ACTIONS TO TAKE:
- 1) List each line in the entries below that contains the string "Find".
- 2) Extend the text on the Hungarian women photographers exhibition, writing on from the point where it stops.

:: DOCUMENT ::

Picturing Progress: Hungarian Women Photographers 1900-1945

View of the museum from outside showing the Neoclassical building from one corner. The building is a tan-colored stone with an arched doorway, long vertical windows, and detailed molding around the roof.

WASHINGTON—Courage, perseverance, diligence, business sense and networking abilities—these were among the necessary qualifications for a woman in turn of the 20th century Hungary who pursued a career in photography.  Featuring 80 works, many of which have never been on public view in the United States, Picturing Progress: Hungarian Women Photographers 19001945, explores the role women played in the development of photography as an art form and as a documentary medium during a time of tremendous social and political upheaval.

The exhibition will be on view March 20 through July 5, 2009, and is part of Extremely Hungary, a yearlong festival of Hungarian visual, performing and literary arts, presenting more than 100 programs at cultural institutions in New York and D.C. Curated by Csilla Csorba, Director of the Petőfi Museum of Literature, Budapest, in coordination with the Hungarian Cultural Center, New York, Picturing Progress focuses on work created between 1900 and 1945, a transitional period that witnessed unprecedented growth in educational and career opportunities for women.

By the first decade of the 20th century the increasingly industrialist economy and mass migration of peasants to the cities radically altered the workforce as well as the role of women within the family. New possibilities opened up for women living in cities as the need for their contribution to the service sector grew.  In the absence of artistic training and educational possibilities in Hungary, young women went abroad to be trained in Vienna, Dresden, Hamburg, Berlin and Paris. Many studied in Bauhaus schools or joined the studios of prominent male photographers. Some women were able to make their livings as photographers and receive professional recognition. While trying to learn photographic techniques, women typically honed their skills by handling clients, assuming touch-up work, and performing other minor jobs at a male colleague’s studio.

With little start-up capital, women rented and ran studios, ideally situated in highly visible locations. Along with performing routine jobs (taking portraits and photos of weddings and christenings), studios began to specialize and develop individual styles. The absence of men in the Hungarian workforce between the two world wars provided women even greater opportunities in a variety of professions, including photography. Women joined the undercurrent of Hungarian photo art as their studios evolved into hotbeds of intellectual and artistic ideas, serving as meeting places as well as venues for exhibiting “modern” art.

During the late 1920s many Hungarian women photographers recorded the aftermath of the war and the ensuing economic crisis. Driven by their deep concern for social justice, they utilized the camera lens’ documentary capabilities to advocate for human progress. Artists such as Kata Kálmán (1909–1978), Judit Kárász (1912–1977), and Kata Sugár (1910–1943) created enduring bodies of social photography, hoping to induce sympathy from the public and form solidarity to help the downtrodden. Nora Dumas (1890–1979), who rose to prominence in France, photographed the austere life of French peasants, who, despite economic hardship, embodied the joy of life.

:::
:: INFORMATION GIVEN ::

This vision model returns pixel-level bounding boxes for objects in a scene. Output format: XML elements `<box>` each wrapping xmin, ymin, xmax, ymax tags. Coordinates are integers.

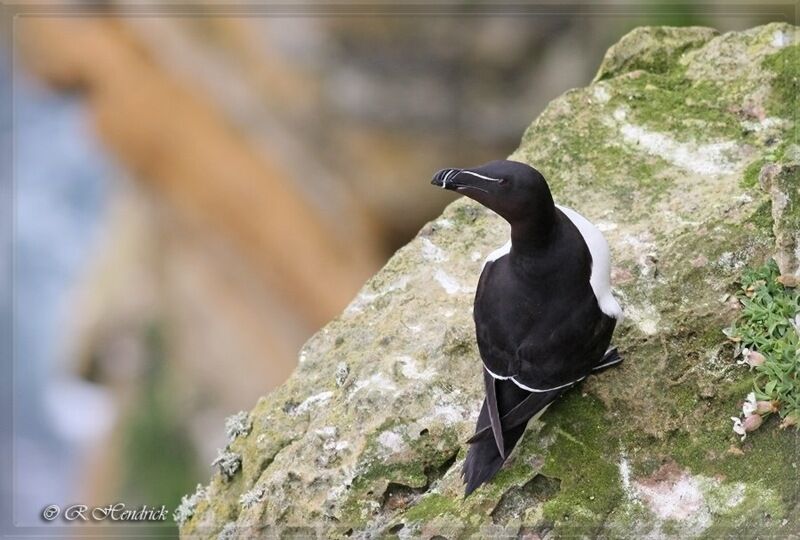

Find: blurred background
<box><xmin>0</xmin><ymin>3</ymin><xmax>791</xmax><ymax>532</ymax></box>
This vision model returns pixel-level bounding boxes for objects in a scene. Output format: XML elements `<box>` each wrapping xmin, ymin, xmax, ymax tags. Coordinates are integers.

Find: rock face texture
<box><xmin>180</xmin><ymin>24</ymin><xmax>800</xmax><ymax>538</ymax></box>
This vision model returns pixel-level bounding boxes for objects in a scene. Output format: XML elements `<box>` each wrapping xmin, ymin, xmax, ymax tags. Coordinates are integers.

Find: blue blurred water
<box><xmin>12</xmin><ymin>65</ymin><xmax>118</xmax><ymax>525</ymax></box>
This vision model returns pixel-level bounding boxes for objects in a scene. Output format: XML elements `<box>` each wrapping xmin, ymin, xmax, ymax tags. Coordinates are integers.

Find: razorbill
<box><xmin>431</xmin><ymin>161</ymin><xmax>622</xmax><ymax>496</ymax></box>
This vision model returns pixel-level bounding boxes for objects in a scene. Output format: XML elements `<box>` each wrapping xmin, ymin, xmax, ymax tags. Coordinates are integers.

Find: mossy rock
<box><xmin>181</xmin><ymin>24</ymin><xmax>800</xmax><ymax>538</ymax></box>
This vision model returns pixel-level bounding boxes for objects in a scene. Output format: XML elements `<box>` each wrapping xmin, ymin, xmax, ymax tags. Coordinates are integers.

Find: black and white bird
<box><xmin>431</xmin><ymin>161</ymin><xmax>622</xmax><ymax>495</ymax></box>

:::

TASK-BY-TASK OUTPUTS:
- 1)
Find: blurred background
Find: rock face texture
Find: blue blurred water
Find: razorbill
Find: mossy rock
Find: black and white bird

- 2)
While portraiture provided the primary income for running a studio, and socially conscious documentary photography made the pages of international journals, still life, landscapes, and movement studies also found their way into the oeuvres of women photographers. Softening lenses and rough-textured paper were used to create blurred, velvety contours for an impressionistic image.  Olga Máté (1879–1965) was one of few women who achieved success in commercial photography. Her Still Life with Eggs and Mushrooms, 1920, despite its mundane subject matter, communicates the beauty of simple forms. The expressive power of the human body became a popular subject as modern dance grew into an international phenomenon. Marian Reismann (1911–1991) captured the spirit of female creativity and perfection of the female form in her photograph of Hungarian dancer Lilla Bauer.

Some of the artists featured in Picturing Progress continued their work abroad and many received international acclaim: Ergy Landau (1896–1967) and Rogi André (1905–1970) lived and worked in Paris; Nora Dumas, Jutka Miklós (1884–1976)), Rosie Ney (1897–1972), Ilka Révai (1873–1945) in France; and Éva Besnyő (1910–2003) in Germany and later the Netherlands. These women contributed to the acceptance of photography as an art form in Hungary. Picturing Progress gives voice to their legitimate place in history.  

Extremely Hungary and the Hungarian Cultural Center

The exhibition Picturing Progress: Hungarian Women Photographer 1900–1945 is part of Extremely Hungary, a yearlong festival showcasing contemporary Hungarian visual, performing and literary arts in New York and Washington, D.C. throughout 2009. The festival reveals the roots of Hungary’s thriving contemporary cultural and its impact on American society through a broad spectrum of events at leading cultural institutions in the two cities. Extremely Hungary is organized by the Hungarian Cultural Center in New York, which sponsors a range of programs celebrating Hungary’s past, present and future. The festival is made possible in part by funding from the Hungarian Ministry of Education and Culture. For more information about Extremely Hungary, please visit the festival’s Web site at www.extremelyhungary.org.

Sponsorship

Picturing Progress: Hungarian Women Photographers, 1900-1945 is organized by the National Museum of Women in the Arts and is generously sponsored by the Hungarian Museum of Photography, the Petőfi Museum of Hungarian Literature, Dr. Béla Gömör, the Hungarian Ministry of Culture and Education, and the Hungarian Cultural Center, New York.  Additional funding was provided by the Honorable Mary V. Mochary and the Members of NMWA.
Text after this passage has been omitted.